_ABOUT THIS TASK_
Return the run of lines below that opens with the line containing "box: [1212, 0, 1816, 301]" and closes with the line containing "positive clicks: (1638, 23)", keeping each one exact.

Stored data
__________________________________________________

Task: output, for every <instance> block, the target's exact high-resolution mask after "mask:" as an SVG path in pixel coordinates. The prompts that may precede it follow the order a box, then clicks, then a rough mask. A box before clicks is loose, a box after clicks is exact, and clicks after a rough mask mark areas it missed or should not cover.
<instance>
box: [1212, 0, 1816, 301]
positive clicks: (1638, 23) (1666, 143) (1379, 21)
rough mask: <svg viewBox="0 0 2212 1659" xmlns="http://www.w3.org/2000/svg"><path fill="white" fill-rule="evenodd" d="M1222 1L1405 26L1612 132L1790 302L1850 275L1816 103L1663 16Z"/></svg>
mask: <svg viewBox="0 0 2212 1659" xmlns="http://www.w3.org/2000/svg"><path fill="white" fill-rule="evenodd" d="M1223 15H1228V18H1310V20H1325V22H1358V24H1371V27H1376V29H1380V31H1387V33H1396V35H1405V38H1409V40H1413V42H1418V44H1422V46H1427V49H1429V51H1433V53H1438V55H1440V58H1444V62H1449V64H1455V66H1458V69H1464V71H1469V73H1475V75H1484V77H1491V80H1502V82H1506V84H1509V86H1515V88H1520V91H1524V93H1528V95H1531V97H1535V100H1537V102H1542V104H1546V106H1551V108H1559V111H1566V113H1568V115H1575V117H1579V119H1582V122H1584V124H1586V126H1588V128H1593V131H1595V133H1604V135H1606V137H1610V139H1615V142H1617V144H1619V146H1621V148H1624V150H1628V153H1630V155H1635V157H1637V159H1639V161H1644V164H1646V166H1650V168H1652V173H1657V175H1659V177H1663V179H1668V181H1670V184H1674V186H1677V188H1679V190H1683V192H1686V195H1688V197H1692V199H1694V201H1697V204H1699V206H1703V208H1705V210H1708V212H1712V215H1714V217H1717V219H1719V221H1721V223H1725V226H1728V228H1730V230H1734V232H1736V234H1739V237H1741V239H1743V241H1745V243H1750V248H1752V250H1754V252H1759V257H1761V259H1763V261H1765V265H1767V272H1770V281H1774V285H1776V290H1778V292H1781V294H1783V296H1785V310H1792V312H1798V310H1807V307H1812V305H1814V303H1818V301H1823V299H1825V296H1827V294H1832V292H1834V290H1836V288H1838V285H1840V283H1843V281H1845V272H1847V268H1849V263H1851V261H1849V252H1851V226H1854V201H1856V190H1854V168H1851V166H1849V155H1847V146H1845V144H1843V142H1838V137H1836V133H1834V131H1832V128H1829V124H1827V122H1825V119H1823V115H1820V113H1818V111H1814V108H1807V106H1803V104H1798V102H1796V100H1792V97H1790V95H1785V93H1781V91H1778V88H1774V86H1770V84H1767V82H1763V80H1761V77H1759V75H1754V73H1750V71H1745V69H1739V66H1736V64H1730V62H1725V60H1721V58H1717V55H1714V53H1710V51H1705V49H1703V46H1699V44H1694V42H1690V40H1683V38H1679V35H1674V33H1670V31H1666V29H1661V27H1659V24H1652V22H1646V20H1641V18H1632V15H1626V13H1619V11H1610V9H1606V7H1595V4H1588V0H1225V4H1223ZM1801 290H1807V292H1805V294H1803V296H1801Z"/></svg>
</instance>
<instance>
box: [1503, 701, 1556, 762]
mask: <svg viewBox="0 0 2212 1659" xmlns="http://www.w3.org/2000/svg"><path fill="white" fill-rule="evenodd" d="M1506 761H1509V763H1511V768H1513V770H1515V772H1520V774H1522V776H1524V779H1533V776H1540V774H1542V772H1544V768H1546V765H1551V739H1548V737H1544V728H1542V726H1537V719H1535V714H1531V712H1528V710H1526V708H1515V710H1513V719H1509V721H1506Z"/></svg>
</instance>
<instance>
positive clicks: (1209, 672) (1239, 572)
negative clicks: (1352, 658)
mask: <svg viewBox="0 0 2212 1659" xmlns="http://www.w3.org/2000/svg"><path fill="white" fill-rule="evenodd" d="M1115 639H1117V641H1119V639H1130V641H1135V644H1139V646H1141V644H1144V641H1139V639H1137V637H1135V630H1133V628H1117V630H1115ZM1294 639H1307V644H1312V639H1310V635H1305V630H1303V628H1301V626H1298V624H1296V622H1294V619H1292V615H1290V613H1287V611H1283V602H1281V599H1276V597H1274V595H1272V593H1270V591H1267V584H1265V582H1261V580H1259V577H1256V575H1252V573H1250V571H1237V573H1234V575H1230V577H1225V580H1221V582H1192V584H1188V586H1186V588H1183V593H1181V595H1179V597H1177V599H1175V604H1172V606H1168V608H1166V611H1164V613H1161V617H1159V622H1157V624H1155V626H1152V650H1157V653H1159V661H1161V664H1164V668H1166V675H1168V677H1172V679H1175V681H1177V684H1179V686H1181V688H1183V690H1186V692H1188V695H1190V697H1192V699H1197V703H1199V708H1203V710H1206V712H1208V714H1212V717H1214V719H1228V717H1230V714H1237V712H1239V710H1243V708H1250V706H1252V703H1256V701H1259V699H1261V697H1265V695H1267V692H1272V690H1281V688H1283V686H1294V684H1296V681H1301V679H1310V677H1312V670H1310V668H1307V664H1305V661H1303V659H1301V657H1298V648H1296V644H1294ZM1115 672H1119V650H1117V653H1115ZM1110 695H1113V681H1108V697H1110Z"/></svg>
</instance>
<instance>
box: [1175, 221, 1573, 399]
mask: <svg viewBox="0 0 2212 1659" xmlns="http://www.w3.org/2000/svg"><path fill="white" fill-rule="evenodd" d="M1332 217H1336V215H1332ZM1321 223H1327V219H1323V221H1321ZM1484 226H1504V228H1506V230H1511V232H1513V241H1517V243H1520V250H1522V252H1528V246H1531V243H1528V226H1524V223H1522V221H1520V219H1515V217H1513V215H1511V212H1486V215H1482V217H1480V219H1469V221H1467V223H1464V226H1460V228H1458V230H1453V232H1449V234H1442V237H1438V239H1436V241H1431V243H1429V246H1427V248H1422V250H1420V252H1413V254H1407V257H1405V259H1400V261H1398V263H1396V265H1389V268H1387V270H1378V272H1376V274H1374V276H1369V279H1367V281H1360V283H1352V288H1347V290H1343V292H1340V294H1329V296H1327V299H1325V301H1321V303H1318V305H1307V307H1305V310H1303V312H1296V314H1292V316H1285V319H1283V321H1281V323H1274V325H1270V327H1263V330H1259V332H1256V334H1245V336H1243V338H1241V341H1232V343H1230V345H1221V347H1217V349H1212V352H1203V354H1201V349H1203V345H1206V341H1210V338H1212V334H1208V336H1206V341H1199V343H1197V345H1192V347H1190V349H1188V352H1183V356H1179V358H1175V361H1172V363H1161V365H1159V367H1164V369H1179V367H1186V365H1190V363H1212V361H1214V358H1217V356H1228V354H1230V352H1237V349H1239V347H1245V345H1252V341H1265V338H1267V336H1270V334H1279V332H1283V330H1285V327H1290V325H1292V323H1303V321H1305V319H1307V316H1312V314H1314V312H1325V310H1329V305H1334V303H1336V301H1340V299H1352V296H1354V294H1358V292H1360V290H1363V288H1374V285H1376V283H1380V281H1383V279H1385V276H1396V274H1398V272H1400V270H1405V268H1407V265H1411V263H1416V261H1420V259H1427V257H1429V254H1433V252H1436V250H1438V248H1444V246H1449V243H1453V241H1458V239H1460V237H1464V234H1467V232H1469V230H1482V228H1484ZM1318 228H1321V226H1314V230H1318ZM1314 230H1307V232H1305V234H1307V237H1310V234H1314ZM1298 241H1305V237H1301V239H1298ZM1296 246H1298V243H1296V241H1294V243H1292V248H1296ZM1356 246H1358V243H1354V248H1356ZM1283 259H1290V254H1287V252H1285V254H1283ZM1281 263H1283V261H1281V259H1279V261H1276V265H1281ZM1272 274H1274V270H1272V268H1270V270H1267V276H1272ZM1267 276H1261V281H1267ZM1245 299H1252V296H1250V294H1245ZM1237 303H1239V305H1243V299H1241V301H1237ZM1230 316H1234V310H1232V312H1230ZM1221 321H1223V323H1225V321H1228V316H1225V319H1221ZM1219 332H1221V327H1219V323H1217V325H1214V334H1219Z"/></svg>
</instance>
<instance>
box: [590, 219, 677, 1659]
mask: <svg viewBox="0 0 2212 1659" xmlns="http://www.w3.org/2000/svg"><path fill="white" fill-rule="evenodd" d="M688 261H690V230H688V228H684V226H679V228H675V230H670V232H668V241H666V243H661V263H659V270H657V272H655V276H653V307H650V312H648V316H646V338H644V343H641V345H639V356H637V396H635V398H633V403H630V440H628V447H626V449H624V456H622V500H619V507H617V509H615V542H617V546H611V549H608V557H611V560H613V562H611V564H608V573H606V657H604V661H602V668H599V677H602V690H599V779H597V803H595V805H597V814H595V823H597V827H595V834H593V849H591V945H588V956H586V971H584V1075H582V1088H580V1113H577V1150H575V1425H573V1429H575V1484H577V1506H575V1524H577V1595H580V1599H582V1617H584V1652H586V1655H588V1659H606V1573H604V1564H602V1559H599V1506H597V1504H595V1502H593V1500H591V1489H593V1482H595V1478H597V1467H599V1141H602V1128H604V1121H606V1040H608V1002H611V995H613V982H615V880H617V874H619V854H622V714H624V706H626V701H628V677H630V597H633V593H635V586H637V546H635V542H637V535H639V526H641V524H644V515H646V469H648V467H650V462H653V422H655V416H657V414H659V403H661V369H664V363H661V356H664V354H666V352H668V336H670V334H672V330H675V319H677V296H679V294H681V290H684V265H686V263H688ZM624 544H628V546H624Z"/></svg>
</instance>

__________________________________________________

_RESPONSE AREA_
box: [1212, 0, 1816, 301]
positive clicks: (1638, 23) (1666, 143) (1379, 21)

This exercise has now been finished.